■ Records for the exercise
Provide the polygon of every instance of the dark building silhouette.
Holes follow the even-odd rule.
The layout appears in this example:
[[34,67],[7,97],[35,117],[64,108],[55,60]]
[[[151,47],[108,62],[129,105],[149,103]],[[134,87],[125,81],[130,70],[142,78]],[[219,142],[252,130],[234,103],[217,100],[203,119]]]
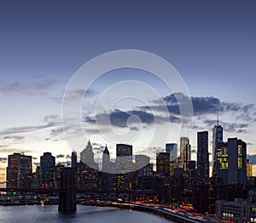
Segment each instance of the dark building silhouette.
[[32,157],[20,153],[8,156],[7,188],[31,188]]
[[80,153],[80,159],[81,159],[81,163],[95,169],[97,170],[99,169],[98,163],[94,162],[94,153],[92,151],[92,146],[90,140],[88,140],[86,147]]
[[79,166],[80,172],[79,188],[86,191],[97,189],[99,165],[94,162],[92,146],[89,140],[85,149],[80,153],[81,162]]
[[55,188],[55,157],[50,152],[40,157],[41,187]]
[[209,178],[208,132],[197,133],[197,174],[201,182]]

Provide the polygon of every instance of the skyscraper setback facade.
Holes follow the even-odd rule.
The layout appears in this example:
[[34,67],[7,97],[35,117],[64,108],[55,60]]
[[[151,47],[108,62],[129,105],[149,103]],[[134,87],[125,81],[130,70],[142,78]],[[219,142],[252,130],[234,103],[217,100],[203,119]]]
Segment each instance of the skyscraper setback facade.
[[191,146],[188,137],[180,138],[180,168],[184,171],[189,169],[189,162],[191,160]]
[[177,145],[176,143],[166,143],[166,152],[170,154],[171,161],[175,161],[177,157]]
[[218,144],[223,142],[223,128],[218,124],[218,120],[217,121],[217,125],[212,129],[212,176],[217,176],[217,148]]
[[224,184],[247,183],[247,144],[237,138],[217,146],[217,176]]
[[40,157],[41,187],[55,187],[55,157],[50,152],[44,152]]
[[209,178],[208,132],[197,133],[197,175],[201,182]]

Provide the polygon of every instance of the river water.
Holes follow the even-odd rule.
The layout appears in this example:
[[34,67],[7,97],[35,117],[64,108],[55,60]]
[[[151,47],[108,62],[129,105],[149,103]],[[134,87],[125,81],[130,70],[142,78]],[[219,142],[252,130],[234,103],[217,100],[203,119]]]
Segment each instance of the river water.
[[173,222],[153,214],[115,208],[77,205],[74,213],[58,212],[57,205],[0,206],[2,223],[126,223]]

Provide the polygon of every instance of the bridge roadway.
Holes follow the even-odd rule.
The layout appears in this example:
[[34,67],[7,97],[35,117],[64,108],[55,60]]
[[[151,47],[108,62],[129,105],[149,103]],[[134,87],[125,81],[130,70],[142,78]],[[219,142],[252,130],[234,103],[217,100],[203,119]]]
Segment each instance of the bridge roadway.
[[[9,189],[9,188],[0,188],[0,192],[35,192],[35,193],[61,193],[67,192],[68,190],[65,188],[61,189]],[[136,194],[136,193],[148,193],[154,194],[153,192],[88,192],[85,190],[76,190],[77,193],[130,193],[130,194]],[[170,207],[157,205],[157,204],[141,204],[137,203],[132,202],[119,202],[119,201],[99,201],[97,203],[84,203],[84,205],[94,205],[94,206],[102,206],[102,207],[115,207],[115,208],[121,208],[121,209],[135,209],[138,211],[144,211],[144,212],[150,212],[153,214],[160,214],[166,219],[170,219],[175,222],[227,222],[222,220],[217,220],[214,218],[209,218],[203,214],[195,214],[185,210],[178,210],[176,209],[172,209]]]
[[[23,188],[0,188],[1,192],[35,192],[35,193],[60,193],[67,192],[67,189],[52,189],[52,188],[38,188],[38,189],[23,189]],[[88,191],[84,189],[76,189],[76,193],[84,193],[84,194],[110,194],[110,193],[128,193],[128,194],[148,194],[154,195],[155,192],[144,192],[144,191]]]
[[195,223],[195,222],[220,222],[227,221],[214,219],[197,213],[189,212],[185,210],[177,210],[171,207],[161,206],[157,204],[142,204],[133,202],[106,202],[99,201],[97,203],[84,203],[84,205],[93,205],[100,207],[114,207],[120,209],[134,209],[143,212],[149,212],[154,214],[161,215],[166,219],[180,223]]

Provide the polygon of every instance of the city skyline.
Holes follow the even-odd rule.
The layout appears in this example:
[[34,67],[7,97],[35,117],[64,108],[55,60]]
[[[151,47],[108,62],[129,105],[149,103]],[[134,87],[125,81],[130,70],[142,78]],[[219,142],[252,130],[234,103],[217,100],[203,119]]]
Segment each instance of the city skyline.
[[[196,132],[209,132],[212,153],[212,129],[218,111],[224,140],[237,137],[246,141],[248,157],[256,164],[255,2],[123,3],[101,3],[101,9],[93,3],[69,5],[65,2],[35,4],[22,1],[15,7],[9,3],[0,3],[0,19],[6,21],[0,24],[2,180],[5,179],[7,156],[13,152],[32,155],[37,158],[32,163],[38,163],[46,151],[55,156],[57,162],[70,159],[72,149],[61,126],[61,100],[66,88],[76,71],[90,59],[125,49],[145,50],[162,57],[183,79],[191,95],[194,117],[190,135],[182,136],[189,138],[192,160],[196,160]],[[123,134],[129,130],[127,120],[131,124],[137,123],[129,118],[136,116],[142,122],[141,132],[136,126],[131,127],[138,136],[133,141],[115,143],[131,144],[135,154],[148,154],[155,163],[154,154],[164,152],[165,146],[144,146],[155,123],[143,101],[125,99],[116,105],[106,103],[101,112],[94,113],[101,94],[127,80],[146,83],[158,92],[169,106],[169,113],[161,113],[162,122],[157,125],[166,128],[166,117],[172,115],[171,134],[165,143],[179,144],[175,131],[180,117],[173,94],[178,92],[172,92],[146,71],[127,68],[101,77],[87,92],[82,107],[86,130],[84,147],[90,138],[96,149],[96,158],[101,158],[107,143],[114,158],[115,144],[100,137],[94,121],[98,118],[105,127],[101,118],[104,117],[104,111],[108,114],[112,111],[112,124]],[[138,99],[140,94],[144,94],[131,89]],[[81,94],[74,92],[73,97]],[[148,98],[149,106],[159,107],[158,100]],[[79,153],[84,148],[75,150]]]

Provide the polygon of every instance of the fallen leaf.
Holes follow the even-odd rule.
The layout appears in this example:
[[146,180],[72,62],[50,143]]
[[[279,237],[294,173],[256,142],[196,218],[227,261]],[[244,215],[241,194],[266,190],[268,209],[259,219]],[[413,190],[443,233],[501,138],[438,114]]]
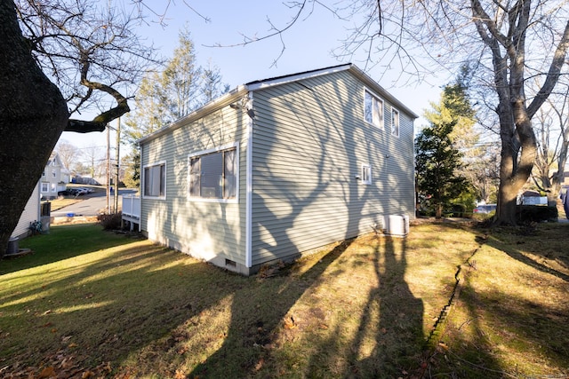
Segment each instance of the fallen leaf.
[[44,368],[37,377],[43,379],[50,378],[52,376],[55,376],[55,369],[52,366],[50,366],[49,367]]
[[296,323],[294,322],[294,319],[293,319],[293,316],[284,319],[284,324],[285,329],[293,329],[296,328]]

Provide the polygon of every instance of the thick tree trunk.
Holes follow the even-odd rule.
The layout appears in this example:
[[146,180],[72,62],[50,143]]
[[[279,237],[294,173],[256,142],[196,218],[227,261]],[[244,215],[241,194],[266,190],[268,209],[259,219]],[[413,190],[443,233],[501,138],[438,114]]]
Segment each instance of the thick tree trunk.
[[0,2],[0,255],[68,125],[66,102],[36,64],[14,4]]

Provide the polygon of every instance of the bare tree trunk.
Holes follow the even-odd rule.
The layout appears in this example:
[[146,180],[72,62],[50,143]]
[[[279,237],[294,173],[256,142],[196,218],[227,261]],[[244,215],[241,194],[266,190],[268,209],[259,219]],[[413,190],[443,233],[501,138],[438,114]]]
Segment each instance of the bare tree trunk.
[[60,135],[67,104],[36,64],[13,2],[0,2],[0,256]]

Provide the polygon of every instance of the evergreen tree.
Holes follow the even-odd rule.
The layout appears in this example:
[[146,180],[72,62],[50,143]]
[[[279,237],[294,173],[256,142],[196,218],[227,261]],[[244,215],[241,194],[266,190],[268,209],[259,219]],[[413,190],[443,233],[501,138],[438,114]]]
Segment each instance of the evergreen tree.
[[433,105],[433,110],[425,114],[429,126],[415,138],[417,191],[424,201],[434,207],[437,218],[442,217],[443,208],[453,200],[472,199],[469,196],[471,185],[461,172],[465,168],[463,153],[453,139],[464,135],[457,130],[472,127],[474,122],[469,120],[473,115],[464,87],[461,83],[447,85],[440,104]]

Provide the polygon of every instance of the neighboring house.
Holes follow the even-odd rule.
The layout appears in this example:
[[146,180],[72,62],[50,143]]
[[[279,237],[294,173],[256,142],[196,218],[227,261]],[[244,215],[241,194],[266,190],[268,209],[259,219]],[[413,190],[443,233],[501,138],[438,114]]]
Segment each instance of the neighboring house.
[[31,196],[26,203],[26,208],[20,217],[16,228],[12,233],[11,238],[23,238],[30,233],[29,224],[41,220],[41,206],[39,200],[40,184],[34,188]]
[[251,274],[408,222],[415,118],[350,64],[239,86],[139,141],[140,228]]
[[53,199],[64,191],[70,181],[69,170],[63,166],[57,153],[52,154],[47,161],[40,179],[40,192],[44,199]]

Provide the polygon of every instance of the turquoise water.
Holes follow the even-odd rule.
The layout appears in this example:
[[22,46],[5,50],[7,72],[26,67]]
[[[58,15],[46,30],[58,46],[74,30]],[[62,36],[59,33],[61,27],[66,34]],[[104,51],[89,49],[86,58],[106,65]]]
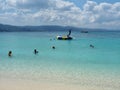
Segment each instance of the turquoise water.
[[72,32],[70,41],[56,40],[59,34],[67,33],[1,32],[0,77],[120,83],[120,32]]

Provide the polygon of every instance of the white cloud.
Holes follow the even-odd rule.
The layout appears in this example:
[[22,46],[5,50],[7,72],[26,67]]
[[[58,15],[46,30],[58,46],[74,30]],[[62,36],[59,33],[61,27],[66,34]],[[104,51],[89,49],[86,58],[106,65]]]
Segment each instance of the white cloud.
[[0,0],[0,23],[119,28],[120,2],[87,1],[83,10],[64,0]]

■ Description of the task
Copy the records from their first line through the line containing "[[32,157],[20,153],[8,156],[7,188],[31,188]]", renaming "dark building silhouette" to "dark tower silhouette" and leaving everything else unchanged; omit the picture.

■ Result below
Provide the polygon of every instance of the dark tower silhouette.
Holes follow the even-odd rule.
The layout appears in this example:
[[34,67],[7,97],[35,117],[64,108],[55,60]]
[[[151,47],[108,62],[129,105],[149,103]],[[134,87],[125,81],[130,70],[142,78]],[[219,142],[252,130],[234,103],[217,100],[203,119]]]
Segment each instance of the dark tower silhouette.
[[32,157],[20,153],[8,156],[7,188],[31,188]]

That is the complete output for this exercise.